Stated task A
Reproduce the stretch of the Conda passage from "Relationships between Anaconda, Miniconda, Conda, and" through "is still included!".
Stated task B
Carry on the passage about Conda and its related tools, starting right after its final sentence.

Text passage

┌────────

Fortunately, Conda can solve all the abovementioned problems that could be met on the computer cluster! It normalizes the way to download the programs from different platforms, and you can skip the sudo command to finish the installation. Additionally, it provides a very helpful function to create and manage the software in an isolated environment. Those features largely decrease the efforts for maintaining the tools on FARM.
(Check the Bioconda article to see the inspiring introduction!)

Relationships between Anaconda, Miniconda, Conda, and Bioconda

There are several related things that include “conda” in their names, and it is kind of confusing for newcomers who are not familiar with this family. Here, I am covering a brief introduction of them:

  1. Anaconda: A distribution of the Python and R language. It is a huge toolkit for data science and includes a lot of packages after installation. It possesses a package management system, Conda, for the user to easily install more packages and manage them.

  2. Miniconda: The bootstrap version of Anaconda that encompasses fewer packages, but the Conda is still included!

└────────

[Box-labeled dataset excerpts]
┌────────

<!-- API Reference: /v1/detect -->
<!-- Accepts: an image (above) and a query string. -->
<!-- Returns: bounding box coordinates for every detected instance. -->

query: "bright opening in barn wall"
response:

└────────

Exercise response A
Relationships between Anaconda, Miniconda, Conda, and Bioconda

There are several related things that include “conda” in their names, and it is kind of confusing for newcomers who are not familiar with this family. Here, I am covering a brief introduction of them:

  1. Anaconda: A distribution of the Python and R language. It is a huge toolkit for data science and includes a lot of packages after installation. It possesses a package management system, Conda, for the user to easily install more packages and manage them.

  2. Miniconda: The bootstrap version of Anaconda that encompasses fewer packages, but the Conda is still included!

Exercise response B
  3. Conda: The package management system in Anaconda/Miniconda. You can set up the “channel” for downloading the software you have an interest in.

  4. Bioconda: A channel for Conda, which is specified for bioinformatics software.

    The longer introduction of channel of Conda: Here

Here is the relationship between them:
Imgur

Conda installation

What I want to use is Conda with Bioconda channel, so I decided to install Miniconda rather than Anaconda so as to save the space of my disk space on FARM. You can decide if you need Anaconda or Miniconda by checking this page.

Procedures:

Check the Miniconda you want on the website. I chose Miniconda3 Linux 64-bit, which includes Python 3.8, according to the Linux system on FARM.

Download:

1
wget https://repo.anaconda.com/miniconda/Miniconda3-latest-Linux-x86_64.sh

Install:

1
bash Miniconda3-latest-Linux-x86_64.sh

There are some questions popping out during the installation:
→ accept the license terms [yes]
→ install in [The_Directory_you_like]
→ Do you wish the installer to initialize Miniconda3 by running conda init? [yes]

Now you have the Miniconda with Conda inside. Here is a glimpse of the installation. Notice that it modified the bashrc file (see the discussion below).
Imgur

You can check the details of conda you have by:

1
conda info

Imgur

Set up for Bioconda

Bioconda is one of the channels for Conda to download packages. In addition to Bioconda, you can add more channels if you want. Some could help you improve the download speed. Here I’d like to introduce the basic one suggested on the official website. It is important to add them in this order so that the priority is set correctly (that is, conda-forge is the highest priority).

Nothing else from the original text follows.